= Work task A =
In the review of TÁR, who plays Lydia Tár?
= Work task B =
Pick up the review of TÁR after its final sentence and keep writing it.

You must, in fact, stand in front of the public and God, and obliterate yourself.
Love, tragedy, and the thinly sketched line between the two that dances lithely in the recesses of our fragile psyche. To some, life is a slow decay that ends in hollow, forgotten emptiness, a labored lament of detachment from reality. To others, life a brilliant, blinding display of ferocious passion, to aggressively seize everything in sight until your name is inked in history. Legacy etched in blood or eroded by the tide of time, the metronome of existence slowly ticking as it awaits you conduct the symphony of life. Lead the movements, work tirelessly to complete the cycle. Fall in line with the rest, constrained by conformity and noise, or obliterate yourself in front of them all as an act of selfless submission to the music while a monument to all your sins is constructed out of the abandoned ego, so self-absorbed in the blind journey towards the sun that the wings combusting into a spectacular shower of ashes becomes little more than a footnote.
Lydia Tár’s (Cate Blanchett) carefully constructed monolithic status and leviathan celestial presence is a destructive gravitational force, ensnaring everyone in her periphery and carrying them alongside her downward spiral into complete oblivion, spectator included. Tár’s presence is so immediately magnetic that it’s hard to look away from the inevitable obliteration she promises, ever toeing a razor thin line between joining the pantheon of musicians she deifies and being crushed beneath their infinite weight. Introduced by a verbose and eloquently flowered description of her perfect rise to greatness, Todd Field’s TÁR constructs an almighty being, an unassailable master of her craft preparing to push symphony towards adoration while the music carries her towards perfection.
For the rest of Field’s symphonic character study, it all slowly and methodically unravels, an ineffable examination planted firmly within a framework far less interested in moralizing than it is in presenting life in all its endlessly complex intricacies, a dizzyingly kaleidoscopic portrait through a lens of projected internality. Everything here lives within personal response, a truly conversational work of art that would rather interrogate your reaction to Tár’s black hole of organic void than provide you any definitive statement on what you should be taking with you. It resides in an era of progressivism and destruction of persona, of defining by action and not by result, but it would rather offer the rumination of those thematic throughlines via the year’s most well realized character than present anything as rote and simplistic as a lens of binary celluloid.

= Provided records =
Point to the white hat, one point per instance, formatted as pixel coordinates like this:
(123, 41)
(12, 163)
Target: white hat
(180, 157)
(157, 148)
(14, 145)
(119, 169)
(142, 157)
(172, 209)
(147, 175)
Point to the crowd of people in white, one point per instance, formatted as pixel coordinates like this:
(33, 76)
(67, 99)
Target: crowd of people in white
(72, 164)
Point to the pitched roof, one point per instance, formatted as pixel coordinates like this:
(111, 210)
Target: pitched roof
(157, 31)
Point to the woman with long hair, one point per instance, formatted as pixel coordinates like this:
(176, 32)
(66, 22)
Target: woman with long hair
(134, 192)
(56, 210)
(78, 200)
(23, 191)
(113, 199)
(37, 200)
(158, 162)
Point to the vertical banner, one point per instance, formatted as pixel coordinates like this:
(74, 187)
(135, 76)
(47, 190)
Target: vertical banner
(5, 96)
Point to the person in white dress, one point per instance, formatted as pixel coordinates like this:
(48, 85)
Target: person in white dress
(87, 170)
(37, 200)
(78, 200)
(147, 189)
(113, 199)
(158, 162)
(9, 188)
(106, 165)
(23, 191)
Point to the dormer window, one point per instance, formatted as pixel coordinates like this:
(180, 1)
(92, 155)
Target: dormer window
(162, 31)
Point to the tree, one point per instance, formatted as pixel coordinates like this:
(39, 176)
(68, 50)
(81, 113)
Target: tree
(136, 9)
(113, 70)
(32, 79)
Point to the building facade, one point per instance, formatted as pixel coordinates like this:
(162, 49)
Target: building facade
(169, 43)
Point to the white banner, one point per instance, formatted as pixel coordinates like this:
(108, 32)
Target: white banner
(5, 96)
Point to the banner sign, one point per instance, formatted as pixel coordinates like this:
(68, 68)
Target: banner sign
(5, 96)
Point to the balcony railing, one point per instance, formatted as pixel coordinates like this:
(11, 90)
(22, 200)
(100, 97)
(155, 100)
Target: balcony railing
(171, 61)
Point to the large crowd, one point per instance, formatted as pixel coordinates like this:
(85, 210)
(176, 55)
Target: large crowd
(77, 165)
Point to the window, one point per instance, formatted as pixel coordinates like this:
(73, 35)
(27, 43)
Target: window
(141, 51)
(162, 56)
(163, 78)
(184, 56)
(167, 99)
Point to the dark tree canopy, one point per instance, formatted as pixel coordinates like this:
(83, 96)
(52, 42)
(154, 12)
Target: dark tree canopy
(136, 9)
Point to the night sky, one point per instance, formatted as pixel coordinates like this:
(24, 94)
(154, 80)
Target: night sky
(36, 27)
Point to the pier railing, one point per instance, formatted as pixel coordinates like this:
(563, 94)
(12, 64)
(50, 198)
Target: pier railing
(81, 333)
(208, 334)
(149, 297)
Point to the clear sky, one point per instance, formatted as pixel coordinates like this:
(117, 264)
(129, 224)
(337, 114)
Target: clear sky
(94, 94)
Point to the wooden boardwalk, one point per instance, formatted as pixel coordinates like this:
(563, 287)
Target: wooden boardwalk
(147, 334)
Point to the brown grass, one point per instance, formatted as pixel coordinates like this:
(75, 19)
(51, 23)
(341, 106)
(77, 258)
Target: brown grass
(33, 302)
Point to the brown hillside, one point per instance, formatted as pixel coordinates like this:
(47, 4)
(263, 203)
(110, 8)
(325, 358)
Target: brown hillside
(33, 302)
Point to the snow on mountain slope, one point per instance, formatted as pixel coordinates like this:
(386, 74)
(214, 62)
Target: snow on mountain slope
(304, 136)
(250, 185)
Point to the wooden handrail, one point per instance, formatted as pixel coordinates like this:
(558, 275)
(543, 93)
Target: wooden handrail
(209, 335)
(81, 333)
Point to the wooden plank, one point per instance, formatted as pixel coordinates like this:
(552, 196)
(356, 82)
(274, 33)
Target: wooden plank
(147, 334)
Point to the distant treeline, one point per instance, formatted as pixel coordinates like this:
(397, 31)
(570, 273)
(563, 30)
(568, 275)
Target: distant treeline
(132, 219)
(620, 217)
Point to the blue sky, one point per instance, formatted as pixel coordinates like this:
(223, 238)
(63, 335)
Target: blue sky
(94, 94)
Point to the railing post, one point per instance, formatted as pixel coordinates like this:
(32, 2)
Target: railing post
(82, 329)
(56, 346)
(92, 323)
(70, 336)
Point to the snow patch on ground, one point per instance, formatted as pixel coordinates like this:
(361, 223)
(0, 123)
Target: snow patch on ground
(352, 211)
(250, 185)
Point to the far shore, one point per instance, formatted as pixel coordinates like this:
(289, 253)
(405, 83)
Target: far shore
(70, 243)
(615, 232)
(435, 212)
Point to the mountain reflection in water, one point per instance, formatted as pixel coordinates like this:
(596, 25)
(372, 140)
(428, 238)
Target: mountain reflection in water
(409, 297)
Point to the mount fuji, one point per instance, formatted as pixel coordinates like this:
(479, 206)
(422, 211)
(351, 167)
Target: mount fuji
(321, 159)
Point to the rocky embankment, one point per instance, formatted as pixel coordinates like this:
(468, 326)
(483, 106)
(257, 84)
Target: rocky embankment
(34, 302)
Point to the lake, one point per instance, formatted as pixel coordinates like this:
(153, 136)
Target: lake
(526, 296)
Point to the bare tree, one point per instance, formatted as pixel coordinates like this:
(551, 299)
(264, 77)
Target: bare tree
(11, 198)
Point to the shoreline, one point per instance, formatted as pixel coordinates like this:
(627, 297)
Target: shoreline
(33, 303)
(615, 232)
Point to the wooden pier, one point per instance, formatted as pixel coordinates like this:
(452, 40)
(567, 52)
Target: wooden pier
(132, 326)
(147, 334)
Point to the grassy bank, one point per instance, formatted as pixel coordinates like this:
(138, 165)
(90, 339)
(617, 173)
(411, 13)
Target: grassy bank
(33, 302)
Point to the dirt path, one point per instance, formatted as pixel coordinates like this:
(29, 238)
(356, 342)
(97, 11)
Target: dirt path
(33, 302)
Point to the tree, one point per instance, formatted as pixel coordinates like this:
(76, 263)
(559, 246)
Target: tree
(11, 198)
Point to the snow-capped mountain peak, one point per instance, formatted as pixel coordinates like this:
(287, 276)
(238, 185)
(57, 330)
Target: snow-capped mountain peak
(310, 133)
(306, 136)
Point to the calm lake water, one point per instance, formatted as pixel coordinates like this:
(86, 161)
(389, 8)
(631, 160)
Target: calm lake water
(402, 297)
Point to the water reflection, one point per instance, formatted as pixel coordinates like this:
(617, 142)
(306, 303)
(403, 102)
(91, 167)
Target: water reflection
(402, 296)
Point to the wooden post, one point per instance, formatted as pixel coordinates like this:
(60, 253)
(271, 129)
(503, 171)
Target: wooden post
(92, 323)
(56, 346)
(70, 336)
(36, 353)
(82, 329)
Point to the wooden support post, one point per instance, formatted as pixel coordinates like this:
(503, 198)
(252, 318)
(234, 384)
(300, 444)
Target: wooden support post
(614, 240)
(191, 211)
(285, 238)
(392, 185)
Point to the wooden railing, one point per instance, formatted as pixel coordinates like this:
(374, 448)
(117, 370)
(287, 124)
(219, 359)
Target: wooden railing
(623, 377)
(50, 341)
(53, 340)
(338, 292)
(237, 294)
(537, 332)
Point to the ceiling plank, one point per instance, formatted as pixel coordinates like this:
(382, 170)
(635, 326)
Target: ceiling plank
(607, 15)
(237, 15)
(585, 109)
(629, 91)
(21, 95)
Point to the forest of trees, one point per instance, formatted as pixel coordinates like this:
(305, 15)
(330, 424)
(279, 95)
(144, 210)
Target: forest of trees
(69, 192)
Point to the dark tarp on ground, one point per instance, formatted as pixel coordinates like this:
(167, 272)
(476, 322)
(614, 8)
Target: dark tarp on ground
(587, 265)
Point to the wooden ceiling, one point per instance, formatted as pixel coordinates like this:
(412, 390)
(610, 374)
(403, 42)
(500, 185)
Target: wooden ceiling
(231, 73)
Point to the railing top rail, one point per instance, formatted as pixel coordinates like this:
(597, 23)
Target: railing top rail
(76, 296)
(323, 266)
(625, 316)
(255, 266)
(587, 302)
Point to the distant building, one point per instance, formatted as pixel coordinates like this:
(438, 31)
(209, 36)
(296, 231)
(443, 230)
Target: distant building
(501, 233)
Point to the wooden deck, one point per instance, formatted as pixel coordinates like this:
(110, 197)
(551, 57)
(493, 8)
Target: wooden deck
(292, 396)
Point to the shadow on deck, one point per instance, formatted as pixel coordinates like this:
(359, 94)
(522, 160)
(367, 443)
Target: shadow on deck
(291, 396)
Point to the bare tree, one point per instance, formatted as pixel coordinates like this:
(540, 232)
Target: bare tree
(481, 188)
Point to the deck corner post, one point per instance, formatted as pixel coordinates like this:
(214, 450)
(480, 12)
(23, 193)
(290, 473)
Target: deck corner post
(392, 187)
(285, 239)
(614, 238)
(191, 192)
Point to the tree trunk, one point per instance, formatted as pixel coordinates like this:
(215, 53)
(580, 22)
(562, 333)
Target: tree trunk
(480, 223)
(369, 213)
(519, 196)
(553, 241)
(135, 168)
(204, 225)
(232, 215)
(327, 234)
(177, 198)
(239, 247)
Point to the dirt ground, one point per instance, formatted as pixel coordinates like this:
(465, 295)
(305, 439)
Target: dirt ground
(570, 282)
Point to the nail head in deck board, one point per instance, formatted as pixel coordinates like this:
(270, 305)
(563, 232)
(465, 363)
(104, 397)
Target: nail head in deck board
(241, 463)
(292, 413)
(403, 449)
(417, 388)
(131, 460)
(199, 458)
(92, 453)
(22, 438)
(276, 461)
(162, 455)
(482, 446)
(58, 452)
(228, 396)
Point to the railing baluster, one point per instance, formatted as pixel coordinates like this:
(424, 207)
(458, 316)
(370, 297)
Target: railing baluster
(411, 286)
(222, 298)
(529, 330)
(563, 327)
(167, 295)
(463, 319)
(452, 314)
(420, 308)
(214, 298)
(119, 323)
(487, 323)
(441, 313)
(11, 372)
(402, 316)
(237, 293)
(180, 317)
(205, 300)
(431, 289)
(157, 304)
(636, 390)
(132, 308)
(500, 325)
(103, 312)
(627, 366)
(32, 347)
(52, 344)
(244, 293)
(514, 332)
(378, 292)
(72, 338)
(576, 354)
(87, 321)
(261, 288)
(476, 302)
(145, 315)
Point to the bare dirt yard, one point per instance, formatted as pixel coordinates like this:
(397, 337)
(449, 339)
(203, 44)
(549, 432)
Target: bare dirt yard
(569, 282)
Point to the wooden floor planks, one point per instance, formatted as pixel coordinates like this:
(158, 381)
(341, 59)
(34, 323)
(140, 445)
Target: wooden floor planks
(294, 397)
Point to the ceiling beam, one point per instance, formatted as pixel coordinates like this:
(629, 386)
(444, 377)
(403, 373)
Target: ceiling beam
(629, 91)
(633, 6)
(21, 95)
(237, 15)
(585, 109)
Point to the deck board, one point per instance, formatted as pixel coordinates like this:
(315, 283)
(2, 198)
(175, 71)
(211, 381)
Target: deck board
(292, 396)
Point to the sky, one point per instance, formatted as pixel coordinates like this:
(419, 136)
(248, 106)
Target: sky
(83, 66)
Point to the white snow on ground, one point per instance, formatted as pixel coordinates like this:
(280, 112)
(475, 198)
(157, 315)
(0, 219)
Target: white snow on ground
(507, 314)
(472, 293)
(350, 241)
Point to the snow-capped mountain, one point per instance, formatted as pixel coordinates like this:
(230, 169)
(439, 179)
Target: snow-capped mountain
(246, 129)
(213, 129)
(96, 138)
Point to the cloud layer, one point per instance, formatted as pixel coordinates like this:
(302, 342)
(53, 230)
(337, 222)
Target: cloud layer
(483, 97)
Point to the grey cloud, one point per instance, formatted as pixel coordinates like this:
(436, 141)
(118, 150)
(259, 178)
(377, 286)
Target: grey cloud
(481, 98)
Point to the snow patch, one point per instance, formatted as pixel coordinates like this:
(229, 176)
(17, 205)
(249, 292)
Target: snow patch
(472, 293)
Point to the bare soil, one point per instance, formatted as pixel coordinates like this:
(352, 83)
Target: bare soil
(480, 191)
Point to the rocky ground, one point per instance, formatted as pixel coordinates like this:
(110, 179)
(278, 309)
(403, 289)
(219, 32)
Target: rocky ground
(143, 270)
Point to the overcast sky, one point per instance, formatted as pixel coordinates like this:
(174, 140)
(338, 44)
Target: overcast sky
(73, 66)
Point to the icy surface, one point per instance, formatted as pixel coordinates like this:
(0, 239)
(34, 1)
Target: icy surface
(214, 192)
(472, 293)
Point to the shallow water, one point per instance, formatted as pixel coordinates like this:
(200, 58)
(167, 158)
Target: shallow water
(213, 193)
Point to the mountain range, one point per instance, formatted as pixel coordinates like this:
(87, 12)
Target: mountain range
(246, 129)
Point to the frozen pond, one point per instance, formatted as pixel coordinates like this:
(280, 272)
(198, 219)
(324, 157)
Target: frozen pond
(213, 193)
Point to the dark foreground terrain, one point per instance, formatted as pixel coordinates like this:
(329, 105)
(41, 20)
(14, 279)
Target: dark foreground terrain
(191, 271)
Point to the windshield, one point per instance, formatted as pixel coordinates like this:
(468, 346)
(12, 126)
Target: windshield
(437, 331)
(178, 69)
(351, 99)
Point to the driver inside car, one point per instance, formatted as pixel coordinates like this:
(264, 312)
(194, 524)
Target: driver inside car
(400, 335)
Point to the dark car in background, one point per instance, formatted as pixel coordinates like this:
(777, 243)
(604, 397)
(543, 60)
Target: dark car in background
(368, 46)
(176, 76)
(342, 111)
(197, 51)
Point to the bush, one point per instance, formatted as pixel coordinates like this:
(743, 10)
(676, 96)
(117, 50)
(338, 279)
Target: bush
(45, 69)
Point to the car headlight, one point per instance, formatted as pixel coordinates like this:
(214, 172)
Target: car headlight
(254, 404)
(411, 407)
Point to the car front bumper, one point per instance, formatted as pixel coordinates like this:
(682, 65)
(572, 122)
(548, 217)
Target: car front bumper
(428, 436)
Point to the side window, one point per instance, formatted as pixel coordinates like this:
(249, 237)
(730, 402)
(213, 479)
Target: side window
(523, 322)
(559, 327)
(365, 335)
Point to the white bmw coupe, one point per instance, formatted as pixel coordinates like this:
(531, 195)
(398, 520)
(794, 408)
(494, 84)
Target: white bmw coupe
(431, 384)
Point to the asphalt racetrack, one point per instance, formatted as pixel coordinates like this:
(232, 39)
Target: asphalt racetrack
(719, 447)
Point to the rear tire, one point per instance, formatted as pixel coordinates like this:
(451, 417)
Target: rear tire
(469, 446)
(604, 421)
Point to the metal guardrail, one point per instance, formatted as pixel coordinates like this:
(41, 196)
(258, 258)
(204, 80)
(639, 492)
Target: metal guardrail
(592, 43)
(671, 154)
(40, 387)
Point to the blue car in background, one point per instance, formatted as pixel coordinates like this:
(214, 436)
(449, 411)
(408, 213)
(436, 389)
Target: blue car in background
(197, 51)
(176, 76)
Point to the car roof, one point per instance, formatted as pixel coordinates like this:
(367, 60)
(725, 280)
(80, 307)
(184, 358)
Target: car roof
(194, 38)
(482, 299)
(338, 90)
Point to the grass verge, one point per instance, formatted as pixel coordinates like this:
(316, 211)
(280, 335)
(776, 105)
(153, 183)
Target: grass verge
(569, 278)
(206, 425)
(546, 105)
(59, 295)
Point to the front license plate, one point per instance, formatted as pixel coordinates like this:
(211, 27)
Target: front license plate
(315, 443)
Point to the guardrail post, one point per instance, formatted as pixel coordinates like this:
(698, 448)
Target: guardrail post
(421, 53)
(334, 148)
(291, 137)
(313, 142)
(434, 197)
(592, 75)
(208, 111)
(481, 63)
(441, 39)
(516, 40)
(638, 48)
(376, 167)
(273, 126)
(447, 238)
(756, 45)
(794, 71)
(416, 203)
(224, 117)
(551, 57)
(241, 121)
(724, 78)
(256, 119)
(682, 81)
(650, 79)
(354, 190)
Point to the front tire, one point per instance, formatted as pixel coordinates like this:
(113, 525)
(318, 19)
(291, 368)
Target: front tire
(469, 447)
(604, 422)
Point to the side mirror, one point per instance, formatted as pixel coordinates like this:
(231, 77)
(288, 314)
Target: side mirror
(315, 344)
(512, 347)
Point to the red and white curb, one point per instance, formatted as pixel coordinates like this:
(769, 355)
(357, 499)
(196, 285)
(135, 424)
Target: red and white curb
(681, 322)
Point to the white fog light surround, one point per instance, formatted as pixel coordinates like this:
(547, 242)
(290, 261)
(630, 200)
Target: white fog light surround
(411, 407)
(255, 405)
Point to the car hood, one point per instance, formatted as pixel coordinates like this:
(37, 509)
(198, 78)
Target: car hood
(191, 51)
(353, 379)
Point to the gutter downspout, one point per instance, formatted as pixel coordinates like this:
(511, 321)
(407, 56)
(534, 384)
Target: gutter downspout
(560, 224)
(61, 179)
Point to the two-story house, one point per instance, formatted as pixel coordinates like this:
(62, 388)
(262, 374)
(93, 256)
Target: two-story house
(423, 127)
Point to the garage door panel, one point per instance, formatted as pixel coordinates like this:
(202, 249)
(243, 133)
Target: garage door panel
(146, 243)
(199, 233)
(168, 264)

= Response box A =
Cate Blanchett

= Response box B =
The film is an examination of the complete annihilation of contrition and culpability by way of blending Apichatpong Weerasethakul’s pensive reservation and Olivier Assayas’s deft protean chaos, filmically mercurial brilliance always shifting before you have a chance to pin down exactly what it’s all building towards or working at. Largely indebted to Cate Blanchett’s stunning and completely captivating performance, fully embodying the emotionally magnetic pull that surrounds and destroys every one of her facades of relationship. Limitless vigor envelops Blanchett and Tár, a slow crescendo of raw, emboldened energy just awaiting the inevitable while a brilliantly woven web of intersecting motivations and ideologies cross before her.
Tár forges a hateful and destructive path for herself, one wherein she abuses the goodwill of others in order to ascend to the dizzying heights of artistic status, only to become so absorbed within the folds of that status that all she knows how to do is obliterate like her idols, problematic and deceitful men whose artistic legacy has supposedly absolved their failings. Her infinitely patient wife Sharon (Nina Hoss) once a stepping stone to the elevated status of classical music in Germany, her demure assistant Francesca (Noémie Merlant) a means to a vile end that’s burning up in the stratosphere faster than Tár can continue delaying the inevitable. Tár’s life is transactional, viewing each relationship as an exchange that will one day feed into her ultimate ascension until they instead become her downfall.
TÁR is unflinchingly captivating and commanding cinema, reaching a core of deeply resonant humanity despite its equally disturbing depravity. Love or tragedy; maybe it’s not so simple. We consider that there must be a simplistic explanation and not that it is coexistence that makes human nature so fascinating to deconstruct, that perhaps both can exist simultaneously when one is so egregiously consumed with a singular vision of elevating above the rest. In the microcosm of Todd Field’s world of conducting and composition, there is no absolution, and there is no condemnation, but the weight of conscience lingers. A legacy successfully etched in the blood of suffering. Was it worth it?